## WHAT YOU WILL DO
Reproduce every one of the following items without changing a character.

═════ DATASET

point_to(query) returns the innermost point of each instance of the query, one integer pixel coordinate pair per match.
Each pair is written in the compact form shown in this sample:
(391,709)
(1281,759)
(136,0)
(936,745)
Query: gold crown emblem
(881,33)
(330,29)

══════════

## RESULT OF THE EXERCISE
point_to(query) returns the innermost point of each instance of the query, one integer pixel coordinate pair per match.
Each pair is written in the compact form shown in this sample:
(391,709)
(1281,759)
(136,0)
(936,745)
Query: gold crown emblem
(881,33)
(330,29)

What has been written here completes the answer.